**Given instruction:** Render every entry verbatim.

────────

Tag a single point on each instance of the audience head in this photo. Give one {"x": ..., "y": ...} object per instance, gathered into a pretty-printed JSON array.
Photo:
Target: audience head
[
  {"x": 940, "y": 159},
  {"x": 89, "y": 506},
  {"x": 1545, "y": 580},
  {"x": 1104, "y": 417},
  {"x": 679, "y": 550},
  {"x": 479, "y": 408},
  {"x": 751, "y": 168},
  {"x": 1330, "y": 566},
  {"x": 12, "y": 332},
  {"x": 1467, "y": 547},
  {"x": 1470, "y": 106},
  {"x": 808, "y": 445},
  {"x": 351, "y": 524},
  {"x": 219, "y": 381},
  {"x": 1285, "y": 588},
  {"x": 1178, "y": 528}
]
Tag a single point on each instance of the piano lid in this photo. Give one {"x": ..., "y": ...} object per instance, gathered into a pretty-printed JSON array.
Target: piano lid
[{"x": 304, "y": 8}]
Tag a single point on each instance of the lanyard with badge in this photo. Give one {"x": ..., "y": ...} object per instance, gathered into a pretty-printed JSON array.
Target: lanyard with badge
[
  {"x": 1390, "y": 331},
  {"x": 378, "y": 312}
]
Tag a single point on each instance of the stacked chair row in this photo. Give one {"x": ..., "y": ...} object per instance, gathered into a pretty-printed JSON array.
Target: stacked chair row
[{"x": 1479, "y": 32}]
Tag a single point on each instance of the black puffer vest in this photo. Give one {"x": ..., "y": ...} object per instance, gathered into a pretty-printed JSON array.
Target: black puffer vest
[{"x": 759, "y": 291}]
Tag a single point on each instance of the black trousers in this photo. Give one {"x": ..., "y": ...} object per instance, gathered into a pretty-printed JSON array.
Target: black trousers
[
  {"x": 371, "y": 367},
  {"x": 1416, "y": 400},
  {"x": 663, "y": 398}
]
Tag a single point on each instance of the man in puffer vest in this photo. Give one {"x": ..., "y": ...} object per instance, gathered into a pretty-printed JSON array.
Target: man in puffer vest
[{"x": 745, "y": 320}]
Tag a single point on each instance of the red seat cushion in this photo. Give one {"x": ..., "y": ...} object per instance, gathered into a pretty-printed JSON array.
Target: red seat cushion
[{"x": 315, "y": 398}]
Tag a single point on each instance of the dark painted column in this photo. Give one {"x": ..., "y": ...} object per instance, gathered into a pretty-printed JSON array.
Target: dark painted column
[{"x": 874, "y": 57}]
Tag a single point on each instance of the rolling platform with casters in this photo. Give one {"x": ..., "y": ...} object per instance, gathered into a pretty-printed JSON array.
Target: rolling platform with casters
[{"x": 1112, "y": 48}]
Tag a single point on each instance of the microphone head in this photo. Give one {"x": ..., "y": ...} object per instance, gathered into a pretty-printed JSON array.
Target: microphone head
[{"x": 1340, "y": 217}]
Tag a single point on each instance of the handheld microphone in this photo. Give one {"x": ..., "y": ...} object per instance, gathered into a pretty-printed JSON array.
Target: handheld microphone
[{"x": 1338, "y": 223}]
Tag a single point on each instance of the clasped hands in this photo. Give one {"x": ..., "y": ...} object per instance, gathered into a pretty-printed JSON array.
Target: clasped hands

────────

**Task solution:**
Tag a single point on each instance of the audience head in this photo. Give one {"x": ..., "y": ...} object per instance, gathered into a pretty-printed JSON array.
Photo:
Target: audience head
[
  {"x": 940, "y": 159},
  {"x": 89, "y": 506},
  {"x": 1545, "y": 580},
  {"x": 1104, "y": 417},
  {"x": 679, "y": 550},
  {"x": 479, "y": 408},
  {"x": 751, "y": 168},
  {"x": 1330, "y": 566},
  {"x": 12, "y": 332},
  {"x": 1467, "y": 547},
  {"x": 1470, "y": 106},
  {"x": 808, "y": 445},
  {"x": 351, "y": 524},
  {"x": 219, "y": 381},
  {"x": 1285, "y": 588},
  {"x": 1178, "y": 528}
]
Tag a single point on each instance of the piano lid in this photo. Give one {"x": ..., "y": ...} object per instance, gathered into a pretty-printed JSON array.
Target: piano lid
[{"x": 304, "y": 8}]
Tag a single point on each instance of the lanyard with badge in this photo. Give one {"x": ..., "y": ...} object per instance, gathered into a pretty-printed JSON array.
Target: lanyard with badge
[
  {"x": 1390, "y": 331},
  {"x": 378, "y": 312}
]
Tag a single point on each instance of the stacked chair row in this photo. Give one {"x": ..., "y": ...} object per instance, gathered into a pretty-printed JSON array.
Target: stacked chair row
[{"x": 1479, "y": 32}]
Tag a single point on each instance of the black puffer vest in this photo. Give one {"x": ..., "y": ...} object per instance, gathered into a pretty-printed JSON array.
Target: black puffer vest
[{"x": 759, "y": 291}]
Tag a single point on each instance of the black trousers in this photo. Give one {"x": ..., "y": ...} object per instance, gathered into a pretty-printed JSON array.
Target: black trousers
[
  {"x": 371, "y": 367},
  {"x": 1416, "y": 400},
  {"x": 663, "y": 398}
]
Tag a single point on each instance of the man in puffer vest in this photo. Give one {"x": ..., "y": ...} object per instance, gathered into a pretty-printed JSON array.
Target: man in puffer vest
[{"x": 745, "y": 320}]
Tag a single point on each instance of the red seat cushion in this photo. Give one {"x": ..., "y": ...} object per instance, gathered into a pretty-printed JSON array.
Target: red seat cushion
[{"x": 315, "y": 398}]
Tag a single point on each instance of the dark painted column in this photo. Give one {"x": ..., "y": ...} object per instance, gathered into a pretty-printed JSON array.
Target: dark painted column
[{"x": 874, "y": 57}]
Tag a single point on each instance of the rolling platform with casters in this photo. Give one {"x": ..., "y": ...} object per instance, gathered into a pretty-printed JSON array.
Target: rolling platform with casters
[{"x": 1112, "y": 48}]
Tag a single point on each instance of the microphone head in this photo. Give one {"x": ..., "y": ...} object per instance, gathered into a pretty-printed JSON array.
Target: microphone head
[{"x": 1340, "y": 217}]
Tag a single point on each instance of the handheld microphone in this photo. Give one {"x": ..., "y": ...} object per instance, gathered into a pretty-printed JSON array.
Target: handheld microphone
[{"x": 1338, "y": 223}]
Tag a single point on each instance of the clasped hands in this photo. Give one {"x": ..., "y": ...} object per instance, gathered into a pretty-printed JSON array.
Target: clasped hands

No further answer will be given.